━━ DATA PROVIDED
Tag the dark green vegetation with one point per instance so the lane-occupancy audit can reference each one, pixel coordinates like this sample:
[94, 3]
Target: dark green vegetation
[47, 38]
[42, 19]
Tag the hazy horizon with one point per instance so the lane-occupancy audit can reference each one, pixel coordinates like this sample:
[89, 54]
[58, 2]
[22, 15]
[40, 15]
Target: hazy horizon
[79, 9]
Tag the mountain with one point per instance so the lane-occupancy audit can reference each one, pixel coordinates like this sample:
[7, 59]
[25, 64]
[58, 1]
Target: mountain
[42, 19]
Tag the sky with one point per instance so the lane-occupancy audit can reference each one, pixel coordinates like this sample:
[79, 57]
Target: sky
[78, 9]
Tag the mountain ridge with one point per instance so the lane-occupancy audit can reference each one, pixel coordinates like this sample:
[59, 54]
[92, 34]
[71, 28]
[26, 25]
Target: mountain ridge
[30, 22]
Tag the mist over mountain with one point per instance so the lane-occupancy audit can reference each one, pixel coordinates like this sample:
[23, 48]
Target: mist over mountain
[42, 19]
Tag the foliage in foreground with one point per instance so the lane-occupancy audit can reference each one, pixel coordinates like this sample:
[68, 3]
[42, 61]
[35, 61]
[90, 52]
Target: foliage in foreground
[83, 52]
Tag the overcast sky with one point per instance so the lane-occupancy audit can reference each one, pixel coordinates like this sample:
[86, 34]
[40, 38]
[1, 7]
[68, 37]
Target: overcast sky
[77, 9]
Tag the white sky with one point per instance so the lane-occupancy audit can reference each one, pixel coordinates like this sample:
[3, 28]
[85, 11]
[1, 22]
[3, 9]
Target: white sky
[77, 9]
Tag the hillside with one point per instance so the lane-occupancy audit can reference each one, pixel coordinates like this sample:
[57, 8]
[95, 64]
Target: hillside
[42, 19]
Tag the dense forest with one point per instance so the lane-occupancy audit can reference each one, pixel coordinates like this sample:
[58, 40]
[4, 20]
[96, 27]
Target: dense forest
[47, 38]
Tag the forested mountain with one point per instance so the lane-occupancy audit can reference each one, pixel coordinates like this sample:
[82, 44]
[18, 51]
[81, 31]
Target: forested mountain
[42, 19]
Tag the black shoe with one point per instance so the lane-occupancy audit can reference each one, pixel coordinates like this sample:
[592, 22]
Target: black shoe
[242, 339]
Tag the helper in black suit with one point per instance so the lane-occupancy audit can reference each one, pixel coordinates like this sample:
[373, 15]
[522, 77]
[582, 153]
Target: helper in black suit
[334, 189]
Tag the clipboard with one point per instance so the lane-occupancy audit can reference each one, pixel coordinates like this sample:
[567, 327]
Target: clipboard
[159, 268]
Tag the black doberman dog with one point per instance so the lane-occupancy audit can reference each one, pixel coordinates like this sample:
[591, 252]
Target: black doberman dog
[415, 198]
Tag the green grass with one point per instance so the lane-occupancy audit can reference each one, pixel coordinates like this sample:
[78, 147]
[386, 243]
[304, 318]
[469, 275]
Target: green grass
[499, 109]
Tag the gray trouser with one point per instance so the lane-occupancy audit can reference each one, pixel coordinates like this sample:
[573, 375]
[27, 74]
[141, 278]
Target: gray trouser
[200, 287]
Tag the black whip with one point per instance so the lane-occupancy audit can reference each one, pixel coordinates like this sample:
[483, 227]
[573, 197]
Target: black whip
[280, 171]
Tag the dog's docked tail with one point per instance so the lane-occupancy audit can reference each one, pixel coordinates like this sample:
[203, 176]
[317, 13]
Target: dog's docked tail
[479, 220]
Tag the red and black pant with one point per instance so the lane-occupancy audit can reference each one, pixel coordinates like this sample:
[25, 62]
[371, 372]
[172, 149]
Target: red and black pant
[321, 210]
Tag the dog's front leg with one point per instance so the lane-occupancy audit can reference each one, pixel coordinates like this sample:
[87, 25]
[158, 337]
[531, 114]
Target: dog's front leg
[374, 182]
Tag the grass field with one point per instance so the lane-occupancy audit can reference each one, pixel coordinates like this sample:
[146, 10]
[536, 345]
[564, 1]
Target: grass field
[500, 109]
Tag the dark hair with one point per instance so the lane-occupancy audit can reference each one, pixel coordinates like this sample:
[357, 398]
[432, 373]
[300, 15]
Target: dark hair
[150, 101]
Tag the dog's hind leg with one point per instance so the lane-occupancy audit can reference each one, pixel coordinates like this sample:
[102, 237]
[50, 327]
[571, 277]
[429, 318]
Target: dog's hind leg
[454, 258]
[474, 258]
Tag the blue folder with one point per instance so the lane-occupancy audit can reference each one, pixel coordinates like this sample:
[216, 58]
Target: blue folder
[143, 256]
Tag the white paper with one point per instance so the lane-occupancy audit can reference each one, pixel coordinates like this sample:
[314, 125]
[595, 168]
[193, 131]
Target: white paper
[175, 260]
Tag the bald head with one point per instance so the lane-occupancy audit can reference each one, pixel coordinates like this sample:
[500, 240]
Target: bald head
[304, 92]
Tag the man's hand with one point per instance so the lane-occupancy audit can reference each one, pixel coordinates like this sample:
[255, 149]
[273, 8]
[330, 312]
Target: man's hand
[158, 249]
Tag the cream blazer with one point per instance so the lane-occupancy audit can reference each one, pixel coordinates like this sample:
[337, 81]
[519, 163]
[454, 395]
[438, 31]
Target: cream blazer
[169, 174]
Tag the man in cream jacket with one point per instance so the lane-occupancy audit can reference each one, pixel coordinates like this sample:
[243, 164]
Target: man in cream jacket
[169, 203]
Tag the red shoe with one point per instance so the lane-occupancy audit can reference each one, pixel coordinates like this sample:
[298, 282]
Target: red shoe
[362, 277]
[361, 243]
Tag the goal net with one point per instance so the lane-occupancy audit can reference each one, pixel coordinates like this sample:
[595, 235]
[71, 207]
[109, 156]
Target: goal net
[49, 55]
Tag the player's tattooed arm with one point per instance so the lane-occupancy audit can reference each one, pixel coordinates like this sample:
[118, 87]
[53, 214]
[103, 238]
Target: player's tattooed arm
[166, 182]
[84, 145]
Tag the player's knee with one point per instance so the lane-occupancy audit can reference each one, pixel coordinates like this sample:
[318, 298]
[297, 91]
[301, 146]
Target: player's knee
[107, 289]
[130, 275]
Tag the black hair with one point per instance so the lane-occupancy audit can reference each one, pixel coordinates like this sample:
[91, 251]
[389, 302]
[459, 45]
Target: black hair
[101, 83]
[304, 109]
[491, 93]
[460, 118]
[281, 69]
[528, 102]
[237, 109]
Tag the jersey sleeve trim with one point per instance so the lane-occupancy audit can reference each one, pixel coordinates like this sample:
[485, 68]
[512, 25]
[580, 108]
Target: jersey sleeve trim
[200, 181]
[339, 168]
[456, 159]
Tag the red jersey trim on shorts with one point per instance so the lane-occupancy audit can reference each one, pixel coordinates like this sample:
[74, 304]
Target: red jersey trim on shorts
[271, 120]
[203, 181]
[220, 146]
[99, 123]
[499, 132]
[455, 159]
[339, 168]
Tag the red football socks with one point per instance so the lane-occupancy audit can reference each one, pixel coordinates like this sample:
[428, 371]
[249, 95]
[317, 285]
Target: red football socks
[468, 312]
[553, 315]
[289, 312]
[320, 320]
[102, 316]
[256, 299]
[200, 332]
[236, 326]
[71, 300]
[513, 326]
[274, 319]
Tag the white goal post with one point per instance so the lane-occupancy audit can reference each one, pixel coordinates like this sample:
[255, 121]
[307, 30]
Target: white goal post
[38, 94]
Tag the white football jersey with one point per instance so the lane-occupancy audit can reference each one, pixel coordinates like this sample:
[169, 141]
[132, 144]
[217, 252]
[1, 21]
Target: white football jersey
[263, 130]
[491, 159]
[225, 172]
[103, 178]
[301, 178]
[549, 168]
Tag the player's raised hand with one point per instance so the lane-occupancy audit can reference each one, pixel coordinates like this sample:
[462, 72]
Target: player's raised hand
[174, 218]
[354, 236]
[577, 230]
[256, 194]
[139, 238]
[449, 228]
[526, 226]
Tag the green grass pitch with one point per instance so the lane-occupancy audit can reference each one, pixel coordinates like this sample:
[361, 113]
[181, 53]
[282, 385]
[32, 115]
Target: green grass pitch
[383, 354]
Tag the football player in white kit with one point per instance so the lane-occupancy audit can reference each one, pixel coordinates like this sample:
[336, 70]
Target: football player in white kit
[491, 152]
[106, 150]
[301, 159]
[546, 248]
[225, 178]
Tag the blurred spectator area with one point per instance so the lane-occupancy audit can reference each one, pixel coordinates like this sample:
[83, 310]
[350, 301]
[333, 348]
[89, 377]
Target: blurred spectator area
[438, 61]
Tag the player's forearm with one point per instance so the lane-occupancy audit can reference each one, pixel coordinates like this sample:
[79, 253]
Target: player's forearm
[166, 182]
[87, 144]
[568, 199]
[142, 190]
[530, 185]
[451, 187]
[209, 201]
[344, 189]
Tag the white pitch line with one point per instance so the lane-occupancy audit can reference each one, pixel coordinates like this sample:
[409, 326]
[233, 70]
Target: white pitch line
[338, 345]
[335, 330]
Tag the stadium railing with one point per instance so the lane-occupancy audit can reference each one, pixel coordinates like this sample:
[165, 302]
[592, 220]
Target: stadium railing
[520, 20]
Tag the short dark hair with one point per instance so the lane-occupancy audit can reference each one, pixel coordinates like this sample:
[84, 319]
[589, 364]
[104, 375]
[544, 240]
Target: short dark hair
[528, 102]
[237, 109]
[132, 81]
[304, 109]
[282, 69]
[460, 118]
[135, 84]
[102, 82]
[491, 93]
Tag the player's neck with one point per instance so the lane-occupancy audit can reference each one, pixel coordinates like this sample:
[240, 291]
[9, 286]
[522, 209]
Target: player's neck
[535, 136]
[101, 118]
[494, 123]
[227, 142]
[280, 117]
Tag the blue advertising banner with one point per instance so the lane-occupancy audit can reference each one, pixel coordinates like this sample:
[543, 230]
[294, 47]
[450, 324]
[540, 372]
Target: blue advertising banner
━━━━
◆ WHAT THE TASK ASKS:
Give the lines exactly as they stand, from the line with "Tag the short" through the end of the material.

◆ TASK RESULT:
Tag the short dark hair with one point per instance so the lane-occupancy audit can reference each one, pixel coordinates like this sample:
[84, 319]
[589, 364]
[104, 375]
[544, 240]
Target: short dark hair
[528, 102]
[237, 109]
[132, 81]
[304, 109]
[282, 69]
[460, 118]
[135, 84]
[102, 82]
[491, 93]
Tag the player's neck with one point per instance so the lane-occupancy audit can reference each one, pixel coordinates like this sample:
[240, 291]
[9, 286]
[522, 209]
Target: player's neck
[535, 136]
[101, 118]
[494, 123]
[227, 142]
[280, 117]
Tag the blue advertising banner with one point per instance so the lane-occupancy audit can reference each one, pixel coordinates like this sample:
[543, 230]
[294, 47]
[450, 324]
[540, 372]
Target: blue advertising banner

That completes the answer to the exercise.